### ARBEITSANWEISUNGEN
[1] Nennen Sie sämtliche Formen von Autismus, zwischen denen die ICD-10 laut dem Text über Autismus-Spektrum-Störungen unterschied.
[2] Fassen Sie den Text über Autismus-Spektrum-Störungen in zwei Sätzen zusammen.
[3] Setzen Sie den Text über Autismus-Spektrum-Störungen nach seinem letzten Satz fort.

### VORLIEGENDER TEXT
Anzeichen kennen, Beratung anpassen |
Das regenbogenfarbige Unendlichkeitszeichen soll die Vielfältigkeit des Autismus-Spektrums symbolisieren. / Foto: Adobe Stock/vejaa
Der Begriff »Autismus« leitet sich von den griechischen Wörtern »autos« (selbst) und »ismos« (Zustand, Ort) ab und bedeutet »sehr auf sich bezogen sein«. Eine Autismus-Spektrum-Störung ist eine quantitative und qualitative Beeinträchtigung der sozialen Interaktion sowie der Kommunikation mit repetitiven (sich wiederholenden) und stereotypen (gleichförmig auftretenden) Verhaltensmustern, Interessen sowie Aktivitäten, die ein Leben lang andauert (1). Schätzungen zufolge sind etwa 0,6 bis 1 Prozent der Bevölkerung betroffen, wobei Jungen die Diagnose etwa viermal häufiger erhalten als Mädchen.
Die Ausprägung reicht von leichten Formen, die im Alltag kaum auffallen, bis zu schwersten Formen mit erheblicher Beeinträchtigung der sozialen Teilhabe. Wegen dieser großen Unterschiede in der Symptomausprägung spricht man von Autismus-Spektrum-Störungen (2).
Autistische Menschen bevorzugen oftmals die Bezeichnung »Autismus« oder »Autismus-Spektrum« gegenüber »Autismus-Spektrum-Störung«. Letztere ist gängig nach der elften Revision der Internationalen Klassifikation der Krankheiten (ICD-11) und wird daher im Folgenden verwendet.
In der ICD-10 wurde Autismus den tiefgreifenden Entwicklungsstörungen zugeordnet und zwischen frühkindlichem Autismus, Asperger-Syndrom und atypischem Autismus unterschieden (siehe Kasten). Doch »diese Differenzierung hat sich nach neueren Erkenntnissen als nicht haltbar erwiesen«, erklärt Professor Dr. Matthias Dose, Facharzt für Psychiatrie und Psychotherapie und Kbo-Berater für Autismus-Spektrum-Störungen und Huntington-Krankheit, gegenüber der PZ. Heutzutage wird ein fließender Übergang der Symptomatik bei unterschiedlicher Krankheitsursache angenommen.
Aus diesem Grund ist in der ICD-11, die seit Januar 2022 gilt, die Gruppe der tiefgreifenden Entwicklungsstörungen aufgelöst und stattdessen die Autismus-Spektrum-Störung der Gruppe der neuronalen Entwicklungsstörungen zugeordnet. Der Begriff gilt nun als Oberbegriff für das gesamte Spektrum autistischer Erkrankungen und fasst Betroffene mit starker Beeinträchtigung (ehemals frühkindlicher Autismus) und geringerer Beeinträchtigung (ehemals Asperger-Syndrom) zusammen. »Mit der Zuordnung zu ›neuronalen‹ statt ›tiefgreifenden‹ Entwicklungsstörungen wird der Tatsache Rechnung getragen, dass es sich um eine Hirnentwicklungsstörung und nicht – wie zum Teil früher angenommen – um Fehler in der Erziehung handelt«, erläutert Dose.

### VORLIEGENDE ZEILEN
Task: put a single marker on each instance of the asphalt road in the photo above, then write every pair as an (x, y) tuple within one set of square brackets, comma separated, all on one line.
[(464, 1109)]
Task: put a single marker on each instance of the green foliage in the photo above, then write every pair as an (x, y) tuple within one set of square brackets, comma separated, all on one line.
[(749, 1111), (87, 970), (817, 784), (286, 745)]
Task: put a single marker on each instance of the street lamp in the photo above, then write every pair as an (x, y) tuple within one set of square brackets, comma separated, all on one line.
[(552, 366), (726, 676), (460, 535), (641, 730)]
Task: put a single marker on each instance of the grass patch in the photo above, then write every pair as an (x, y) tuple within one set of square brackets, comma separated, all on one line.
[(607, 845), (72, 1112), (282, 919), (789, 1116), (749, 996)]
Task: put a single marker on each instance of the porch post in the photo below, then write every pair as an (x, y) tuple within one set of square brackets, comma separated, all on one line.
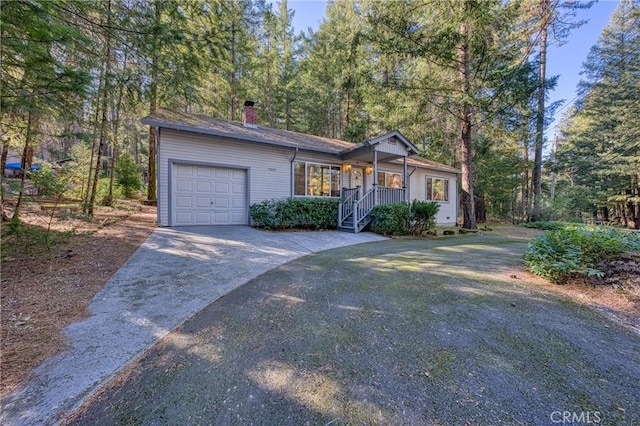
[(404, 179), (375, 178)]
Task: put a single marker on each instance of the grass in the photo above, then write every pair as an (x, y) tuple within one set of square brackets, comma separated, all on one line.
[(398, 332)]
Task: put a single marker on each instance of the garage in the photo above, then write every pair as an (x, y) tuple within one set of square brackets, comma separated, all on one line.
[(208, 195)]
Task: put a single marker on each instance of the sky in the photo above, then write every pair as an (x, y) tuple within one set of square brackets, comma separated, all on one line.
[(565, 60)]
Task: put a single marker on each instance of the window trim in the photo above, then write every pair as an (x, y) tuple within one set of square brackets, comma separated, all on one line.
[(332, 167), (446, 184), (385, 178)]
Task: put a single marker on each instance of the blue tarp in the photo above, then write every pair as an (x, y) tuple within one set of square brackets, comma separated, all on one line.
[(16, 166)]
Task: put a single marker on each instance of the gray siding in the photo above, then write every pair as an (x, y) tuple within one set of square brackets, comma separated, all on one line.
[(269, 167), (447, 215)]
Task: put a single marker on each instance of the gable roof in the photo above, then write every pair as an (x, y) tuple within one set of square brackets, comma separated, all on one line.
[(411, 148), (236, 130), (205, 125)]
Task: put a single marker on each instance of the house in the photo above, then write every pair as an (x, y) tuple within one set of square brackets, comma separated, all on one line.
[(210, 171)]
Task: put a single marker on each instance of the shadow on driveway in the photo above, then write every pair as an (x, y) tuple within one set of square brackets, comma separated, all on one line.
[(171, 277), (396, 332)]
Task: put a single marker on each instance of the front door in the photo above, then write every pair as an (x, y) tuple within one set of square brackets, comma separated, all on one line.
[(357, 178)]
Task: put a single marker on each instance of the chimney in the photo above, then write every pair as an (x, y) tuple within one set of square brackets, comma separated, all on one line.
[(249, 114)]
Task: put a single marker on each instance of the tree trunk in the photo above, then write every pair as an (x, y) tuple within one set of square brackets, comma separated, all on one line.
[(525, 202), (537, 168), (3, 157), (104, 120), (116, 129), (151, 183), (234, 89), (23, 174), (466, 154), (481, 209)]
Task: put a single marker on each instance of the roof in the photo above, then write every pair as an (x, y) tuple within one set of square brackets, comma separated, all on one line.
[(236, 130)]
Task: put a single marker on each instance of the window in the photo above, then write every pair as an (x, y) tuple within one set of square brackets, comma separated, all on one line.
[(390, 180), (437, 189), (316, 180)]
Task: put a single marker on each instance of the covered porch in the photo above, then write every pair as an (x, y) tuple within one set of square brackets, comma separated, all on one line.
[(367, 186)]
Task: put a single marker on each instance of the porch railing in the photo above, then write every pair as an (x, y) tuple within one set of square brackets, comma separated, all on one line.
[(353, 211), (388, 195)]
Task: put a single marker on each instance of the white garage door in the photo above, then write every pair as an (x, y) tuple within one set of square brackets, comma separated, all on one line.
[(204, 195)]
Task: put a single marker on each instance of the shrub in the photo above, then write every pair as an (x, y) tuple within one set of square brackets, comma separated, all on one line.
[(393, 219), (404, 219), (49, 183), (306, 213), (423, 215), (559, 254), (127, 176)]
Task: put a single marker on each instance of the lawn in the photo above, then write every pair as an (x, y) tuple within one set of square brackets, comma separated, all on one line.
[(397, 332)]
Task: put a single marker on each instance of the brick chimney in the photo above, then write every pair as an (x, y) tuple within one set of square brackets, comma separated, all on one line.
[(249, 114)]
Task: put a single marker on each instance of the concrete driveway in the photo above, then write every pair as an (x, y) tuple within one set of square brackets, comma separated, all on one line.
[(173, 275)]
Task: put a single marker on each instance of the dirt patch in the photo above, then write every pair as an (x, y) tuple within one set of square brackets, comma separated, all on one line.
[(396, 332), (44, 290), (616, 295)]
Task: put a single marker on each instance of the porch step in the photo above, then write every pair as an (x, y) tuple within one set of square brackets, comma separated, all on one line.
[(347, 226), (343, 229)]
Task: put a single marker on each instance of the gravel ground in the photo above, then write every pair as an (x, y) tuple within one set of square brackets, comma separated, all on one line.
[(444, 332)]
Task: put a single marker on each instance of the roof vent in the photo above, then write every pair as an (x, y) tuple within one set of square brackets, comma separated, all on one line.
[(250, 115)]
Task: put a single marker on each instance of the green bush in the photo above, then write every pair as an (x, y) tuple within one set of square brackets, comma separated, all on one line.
[(127, 176), (391, 219), (423, 216), (48, 183), (404, 219), (559, 254), (306, 213)]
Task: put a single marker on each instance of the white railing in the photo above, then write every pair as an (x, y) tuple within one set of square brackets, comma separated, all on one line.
[(388, 195)]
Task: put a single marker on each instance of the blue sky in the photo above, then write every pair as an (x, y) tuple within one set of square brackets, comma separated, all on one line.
[(565, 61)]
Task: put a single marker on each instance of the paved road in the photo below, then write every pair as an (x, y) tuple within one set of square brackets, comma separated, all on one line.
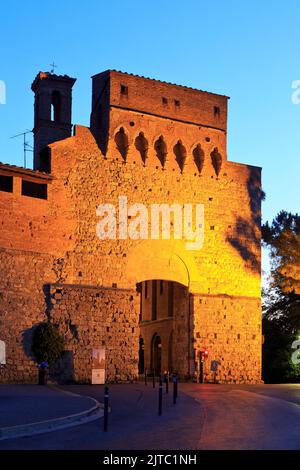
[(249, 417), (205, 417), (23, 404)]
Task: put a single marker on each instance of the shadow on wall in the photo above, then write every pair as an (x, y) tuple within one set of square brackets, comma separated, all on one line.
[(246, 238)]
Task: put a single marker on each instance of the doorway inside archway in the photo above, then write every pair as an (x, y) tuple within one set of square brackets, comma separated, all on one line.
[(165, 321), (156, 351)]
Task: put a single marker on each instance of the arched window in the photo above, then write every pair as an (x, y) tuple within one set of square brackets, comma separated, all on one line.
[(160, 148), (121, 140), (198, 155), (156, 354), (141, 144), (180, 154), (55, 106), (216, 159)]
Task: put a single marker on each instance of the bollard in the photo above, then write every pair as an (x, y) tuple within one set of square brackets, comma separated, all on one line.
[(175, 389), (106, 399), (160, 397), (167, 382)]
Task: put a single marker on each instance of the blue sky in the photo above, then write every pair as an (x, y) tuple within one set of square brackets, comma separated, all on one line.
[(247, 50)]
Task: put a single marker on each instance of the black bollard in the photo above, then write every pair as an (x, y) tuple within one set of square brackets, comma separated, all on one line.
[(174, 389), (106, 400), (160, 397), (167, 382)]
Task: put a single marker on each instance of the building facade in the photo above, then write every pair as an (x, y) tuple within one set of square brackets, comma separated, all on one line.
[(151, 302)]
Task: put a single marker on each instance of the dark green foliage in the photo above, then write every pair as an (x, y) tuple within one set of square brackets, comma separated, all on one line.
[(47, 344), (281, 322), (277, 352)]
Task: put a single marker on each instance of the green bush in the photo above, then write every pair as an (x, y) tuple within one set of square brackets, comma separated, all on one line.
[(47, 343)]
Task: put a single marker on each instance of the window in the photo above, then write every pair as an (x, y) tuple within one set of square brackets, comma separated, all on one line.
[(216, 111), (161, 287), (55, 106), (154, 300), (6, 183), (170, 299), (180, 154), (31, 189), (124, 90), (121, 140), (160, 148)]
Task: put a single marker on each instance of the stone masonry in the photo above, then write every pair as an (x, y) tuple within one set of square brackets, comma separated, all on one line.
[(154, 143)]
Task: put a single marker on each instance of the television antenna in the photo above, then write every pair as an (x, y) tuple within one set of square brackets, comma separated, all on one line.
[(26, 146)]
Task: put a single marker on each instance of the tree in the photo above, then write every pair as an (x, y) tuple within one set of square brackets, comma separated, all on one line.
[(47, 343), (281, 310), (283, 237)]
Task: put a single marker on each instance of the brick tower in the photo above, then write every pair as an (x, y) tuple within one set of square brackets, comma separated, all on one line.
[(52, 114)]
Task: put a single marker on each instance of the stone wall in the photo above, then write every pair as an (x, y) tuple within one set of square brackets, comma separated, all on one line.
[(52, 241), (230, 328), (94, 317)]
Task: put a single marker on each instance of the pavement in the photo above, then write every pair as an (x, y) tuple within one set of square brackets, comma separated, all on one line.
[(238, 417), (27, 410)]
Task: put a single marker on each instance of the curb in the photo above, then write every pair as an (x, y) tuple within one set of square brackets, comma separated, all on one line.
[(50, 425)]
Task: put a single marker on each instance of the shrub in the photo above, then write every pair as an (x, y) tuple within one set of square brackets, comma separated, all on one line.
[(47, 343)]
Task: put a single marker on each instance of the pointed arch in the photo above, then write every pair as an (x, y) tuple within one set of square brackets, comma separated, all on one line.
[(198, 155), (180, 154)]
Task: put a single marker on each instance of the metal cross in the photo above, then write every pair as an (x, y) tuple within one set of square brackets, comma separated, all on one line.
[(53, 67)]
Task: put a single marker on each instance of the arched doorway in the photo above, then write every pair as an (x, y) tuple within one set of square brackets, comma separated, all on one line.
[(156, 354), (170, 355), (141, 356)]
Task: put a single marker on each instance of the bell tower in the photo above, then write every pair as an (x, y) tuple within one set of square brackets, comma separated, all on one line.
[(52, 114)]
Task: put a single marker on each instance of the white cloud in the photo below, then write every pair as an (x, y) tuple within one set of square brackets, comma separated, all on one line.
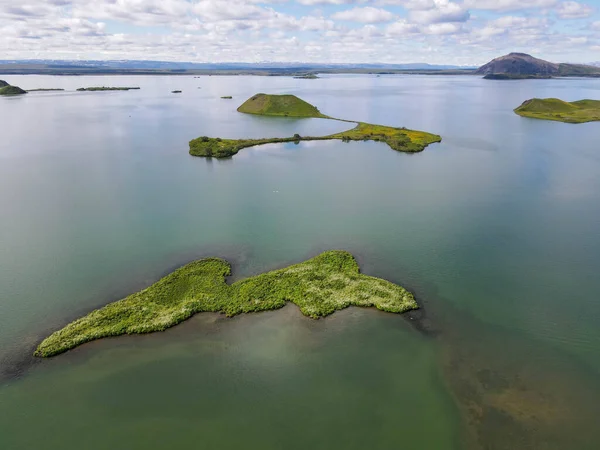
[(367, 14), (573, 10), (436, 31), (442, 11), (508, 5)]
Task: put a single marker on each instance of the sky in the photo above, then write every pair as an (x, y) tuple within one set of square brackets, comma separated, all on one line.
[(459, 32)]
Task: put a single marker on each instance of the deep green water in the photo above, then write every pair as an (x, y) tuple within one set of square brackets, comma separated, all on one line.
[(496, 230)]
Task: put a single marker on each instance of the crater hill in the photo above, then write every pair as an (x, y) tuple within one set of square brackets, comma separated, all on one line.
[(7, 89), (523, 66), (555, 109), (279, 105), (400, 139)]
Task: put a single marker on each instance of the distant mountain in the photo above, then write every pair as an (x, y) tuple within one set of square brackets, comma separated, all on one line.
[(141, 66), (522, 65)]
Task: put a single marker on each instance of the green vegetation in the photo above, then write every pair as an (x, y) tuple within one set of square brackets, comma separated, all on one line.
[(514, 76), (319, 287), (400, 139), (279, 105), (11, 90), (44, 90), (555, 109), (104, 88)]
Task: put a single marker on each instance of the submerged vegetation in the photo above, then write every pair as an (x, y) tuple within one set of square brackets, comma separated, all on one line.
[(319, 287), (400, 139), (555, 109), (104, 88), (279, 105)]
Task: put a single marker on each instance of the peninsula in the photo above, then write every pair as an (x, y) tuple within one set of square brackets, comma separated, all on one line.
[(320, 286), (555, 109), (400, 139), (7, 89), (104, 88)]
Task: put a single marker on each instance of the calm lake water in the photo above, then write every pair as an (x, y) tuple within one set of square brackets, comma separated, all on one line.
[(496, 230)]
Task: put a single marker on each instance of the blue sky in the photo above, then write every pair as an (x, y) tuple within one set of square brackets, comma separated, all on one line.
[(462, 32)]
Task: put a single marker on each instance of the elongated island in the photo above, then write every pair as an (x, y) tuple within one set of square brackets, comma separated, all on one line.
[(555, 109), (320, 286), (400, 139)]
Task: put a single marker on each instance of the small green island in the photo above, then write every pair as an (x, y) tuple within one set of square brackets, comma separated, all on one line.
[(44, 90), (105, 88), (308, 76), (7, 89), (320, 286), (555, 109), (400, 139)]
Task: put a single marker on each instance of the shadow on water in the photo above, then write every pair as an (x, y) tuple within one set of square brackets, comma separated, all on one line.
[(513, 391)]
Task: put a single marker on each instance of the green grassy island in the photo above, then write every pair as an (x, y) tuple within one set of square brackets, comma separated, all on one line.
[(44, 90), (308, 76), (555, 109), (400, 139), (320, 286), (104, 88)]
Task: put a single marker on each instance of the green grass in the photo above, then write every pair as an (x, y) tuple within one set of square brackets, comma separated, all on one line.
[(400, 139), (515, 76), (279, 105), (555, 109), (104, 88), (11, 90), (319, 287), (44, 89)]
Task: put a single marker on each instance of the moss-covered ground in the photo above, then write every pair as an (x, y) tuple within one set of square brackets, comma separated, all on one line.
[(320, 286), (400, 139), (555, 109), (104, 88), (11, 90)]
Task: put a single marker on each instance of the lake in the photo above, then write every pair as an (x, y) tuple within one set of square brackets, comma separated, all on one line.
[(496, 230)]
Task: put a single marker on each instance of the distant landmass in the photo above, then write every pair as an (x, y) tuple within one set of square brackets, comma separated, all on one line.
[(7, 89), (303, 69), (555, 109), (522, 66)]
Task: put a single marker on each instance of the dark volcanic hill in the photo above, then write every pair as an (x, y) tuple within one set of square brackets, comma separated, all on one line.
[(519, 64), (522, 65)]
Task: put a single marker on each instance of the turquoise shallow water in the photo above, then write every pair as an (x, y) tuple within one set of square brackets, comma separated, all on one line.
[(495, 230)]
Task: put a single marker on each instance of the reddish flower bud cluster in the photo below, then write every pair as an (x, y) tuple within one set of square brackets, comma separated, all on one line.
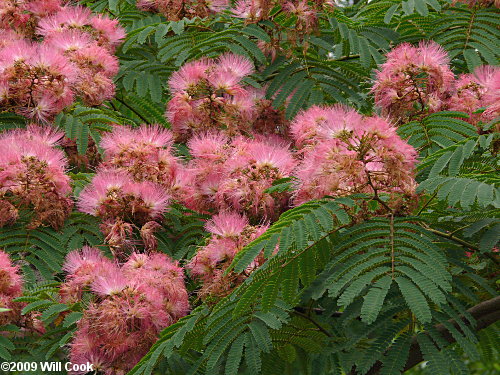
[(477, 90), (11, 286), (230, 232), (74, 58), (416, 81), (210, 94), (32, 177), (132, 303), (346, 153), (478, 3), (175, 10)]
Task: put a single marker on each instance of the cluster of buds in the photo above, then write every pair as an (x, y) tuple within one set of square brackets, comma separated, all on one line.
[(131, 304), (416, 81), (478, 90), (210, 94), (175, 10), (66, 53), (345, 153), (11, 286), (235, 174), (32, 177), (230, 232), (478, 3)]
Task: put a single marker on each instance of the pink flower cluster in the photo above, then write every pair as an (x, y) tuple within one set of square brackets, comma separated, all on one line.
[(234, 174), (132, 303), (146, 154), (124, 205), (230, 232), (346, 153), (416, 81), (175, 10), (210, 94), (11, 286), (134, 184), (413, 81), (32, 177), (74, 58)]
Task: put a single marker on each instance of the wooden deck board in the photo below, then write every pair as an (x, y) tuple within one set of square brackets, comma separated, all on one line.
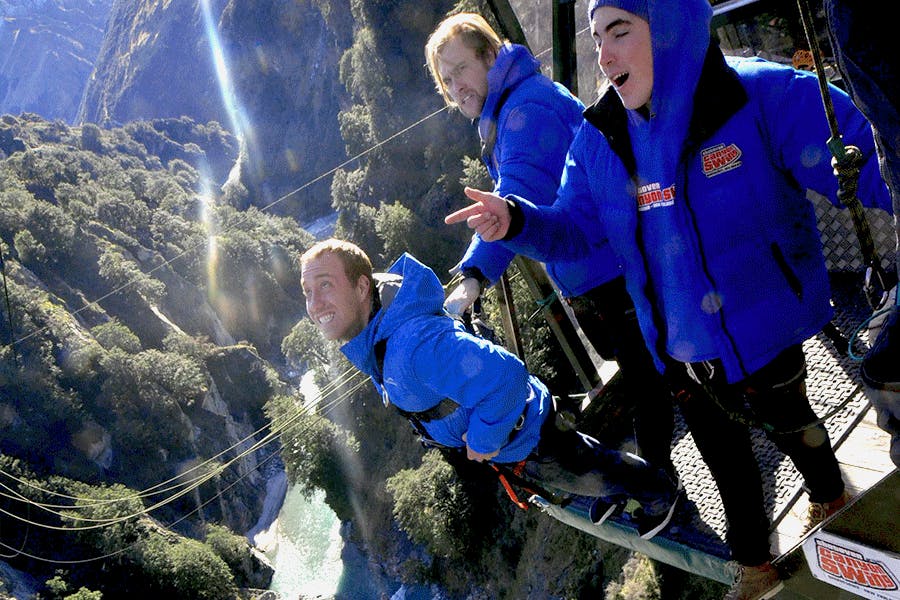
[(864, 459)]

### LÖSUNGEN JE AUFGABE
[1] frühkindlicher Autismus, Asperger-Syndrom, atypischer Autismus

[2] Eine Autismus-Spektrum-Störung ist eine lebenslange Beeinträchtigung der sozialen Interaktion und Kommunikation mit repetitiven und stereotypen Verhaltensmustern, die etwa 0,6 bis 1 Prozent der Bevölkerung betrifft und in ihrer Ausprägung stark variiert. Während die ICD-10 zwischen frühkindlichem Autismus, Asperger-Syndrom und atypischem Autismus unterschied, fasst die seit Januar 2022 geltende ICD-11 diese Formen als Autismus-Spektrum-Störung in der Gruppe der neuronalen Entwicklungsstörungen zusammen.

[3]
Welche Faktoren die Hirnentwicklungsstörung dabei auslösen, ist noch nicht abschließend geklärt. Allerdings tritt sie familiär gehäuft auf, weswegen wahrscheinlich genetische Faktoren eine entscheidende Rolle spielen. Zudem können Umweltfaktoren eine veränderte Genregulation bewirken (Epigenetik). Als Risikofaktoren werden ein höheres Alter beider Eltern sowie Stress, Infektionen etwa mit Rötelnviren oder die Einnahme bestimmter Medikamente wie Antiepileptika oder Selektiven Serotonin-Wiederaufnahme-Inhibitoren (SSRI) während der Schwangerschaft oder eine ausgeprägte Frühgeburtlichkeit diskutiert.
Frühkindlicher Autismus: auch Kanner-Syndrom, infantiler Autismus, frühkindliche Psychose, autistische Störung oder Pervasive Development Disorder genannt; Beschwerdebild entwickelt sich vor dem dritten Lebensjahr, ausgeprägte Kontaktstörung (kein Blickkontakt, kein Lächeln), mangelnde Empathiefähigkeit, verlangsamte Sprachentwicklung, eigentümliches Sprechverhalten (Neologismen, Echolalie), reduzierter Intelligenzquotient.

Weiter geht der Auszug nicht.